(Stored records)
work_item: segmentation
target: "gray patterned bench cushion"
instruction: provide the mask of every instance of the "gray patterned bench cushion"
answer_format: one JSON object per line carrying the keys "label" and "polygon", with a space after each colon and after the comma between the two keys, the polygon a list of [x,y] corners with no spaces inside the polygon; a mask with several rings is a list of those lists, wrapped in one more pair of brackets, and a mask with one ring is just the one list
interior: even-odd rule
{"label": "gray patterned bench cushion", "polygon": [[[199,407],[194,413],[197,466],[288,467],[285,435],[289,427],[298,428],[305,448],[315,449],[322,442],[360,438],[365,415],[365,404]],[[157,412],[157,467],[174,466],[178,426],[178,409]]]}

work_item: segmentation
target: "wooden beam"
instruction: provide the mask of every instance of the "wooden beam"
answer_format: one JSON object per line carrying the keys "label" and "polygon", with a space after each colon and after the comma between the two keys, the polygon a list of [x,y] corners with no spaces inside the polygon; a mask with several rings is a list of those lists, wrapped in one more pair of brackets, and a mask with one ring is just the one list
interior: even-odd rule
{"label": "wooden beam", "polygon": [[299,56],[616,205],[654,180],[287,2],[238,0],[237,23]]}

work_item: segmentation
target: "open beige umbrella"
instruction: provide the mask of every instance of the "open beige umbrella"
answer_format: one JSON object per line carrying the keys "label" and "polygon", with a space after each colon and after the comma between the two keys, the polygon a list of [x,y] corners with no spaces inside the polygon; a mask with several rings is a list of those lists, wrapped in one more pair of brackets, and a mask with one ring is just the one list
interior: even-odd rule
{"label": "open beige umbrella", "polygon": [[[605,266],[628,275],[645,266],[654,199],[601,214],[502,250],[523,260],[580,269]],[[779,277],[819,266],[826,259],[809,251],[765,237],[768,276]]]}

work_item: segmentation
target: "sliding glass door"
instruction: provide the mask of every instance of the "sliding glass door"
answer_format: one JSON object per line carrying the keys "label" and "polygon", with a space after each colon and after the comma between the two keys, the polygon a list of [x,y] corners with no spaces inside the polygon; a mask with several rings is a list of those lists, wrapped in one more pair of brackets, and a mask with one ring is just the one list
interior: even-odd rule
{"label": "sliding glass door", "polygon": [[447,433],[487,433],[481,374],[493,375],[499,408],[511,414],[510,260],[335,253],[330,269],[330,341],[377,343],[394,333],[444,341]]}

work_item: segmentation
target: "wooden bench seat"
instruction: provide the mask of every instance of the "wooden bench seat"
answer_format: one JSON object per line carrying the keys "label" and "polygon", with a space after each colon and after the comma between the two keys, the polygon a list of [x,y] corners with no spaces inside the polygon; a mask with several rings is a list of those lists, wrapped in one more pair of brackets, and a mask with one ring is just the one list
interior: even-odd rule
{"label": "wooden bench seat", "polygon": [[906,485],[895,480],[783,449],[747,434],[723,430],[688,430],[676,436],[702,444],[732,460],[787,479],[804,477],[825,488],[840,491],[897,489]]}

* Aim of the task
The listing above must be transcribed exactly, line by line.

* The answer
work_item: segmentation
target: "gray patterned bench cushion"
instruction: provide the mask of every instance of the "gray patterned bench cushion"
answer_format: one JSON object per line carrying the keys "label" and "polygon", with a space after each colon and after the comma between the two keys, the polygon a list of [x,y] corners with no spaces inside the polygon; a mask with several rings is a list of those lists, wrapped in one more pair of brackets, and a mask with one ring is just the one list
interior: even-odd rule
{"label": "gray patterned bench cushion", "polygon": [[[199,407],[194,413],[197,466],[288,467],[285,435],[289,427],[298,428],[305,448],[315,449],[322,442],[360,438],[365,415],[365,404]],[[157,412],[157,467],[174,466],[178,426],[178,409]]]}

work_item: segmentation
target: "wooden beam"
instruction: provide the mask of every instance of the "wooden beam"
answer_format: one JSON object per line carrying the keys "label" and "polygon", with a space after each colon and after the comma between the two keys, the polygon a list of [x,y] corners with no spaces inside the polygon; a mask with several rings is a list of those lists, wrapped in one more pair of brackets, and a mask with one ring is just the one list
interior: even-odd rule
{"label": "wooden beam", "polygon": [[299,56],[616,205],[654,180],[287,2],[238,0],[237,23]]}

work_item: segmentation
target: "open beige umbrella"
instruction: provide the mask of every instance of the "open beige umbrella"
answer_format: one JSON object per line carrying the keys "label" and "polygon", with a space after each colon and after the comma between the two keys, the polygon a list of [x,y] corners with no spaces inside the polygon; a mask with several rings is a list of those lists, wrapped in one more pair of brackets, and a mask with one ring is just the one list
interior: even-odd rule
{"label": "open beige umbrella", "polygon": [[[605,266],[628,275],[645,266],[654,199],[601,214],[502,250],[523,260],[580,269]],[[779,277],[819,266],[826,259],[809,251],[765,237],[768,276]]]}

work_item: segmentation
target: "sliding glass door"
instruction: provide the mask of every instance of the "sliding glass door"
answer_format: one JSON object per line carrying the keys "label" and "polygon", with a space after each colon and after the comma between the two keys, the polygon a list of [x,y] corners with no spaces inside the polygon; a mask with several rings is a list of those lists, wrapped in one more pair of brackets, and a mask with one ring is just the one list
interior: even-odd rule
{"label": "sliding glass door", "polygon": [[447,433],[487,433],[481,374],[493,375],[499,408],[511,414],[510,260],[335,253],[330,269],[330,341],[377,343],[394,333],[444,341]]}

work_item: segmentation
target: "wooden bench seat"
instruction: provide the mask of every instance of the "wooden bench seat"
answer_format: one JSON object per line carrying the keys "label" and "polygon", with a space after each colon and after the comma between the two keys, the polygon a list of [x,y] corners with no spaces inside the polygon; a mask with several rings is a list of those lists, wrapped in one more pair of brackets, and a mask with one ring is just the one list
interior: even-odd rule
{"label": "wooden bench seat", "polygon": [[906,485],[895,480],[783,449],[747,434],[723,430],[688,430],[676,436],[702,444],[732,460],[787,479],[804,477],[825,488],[840,491],[897,489]]}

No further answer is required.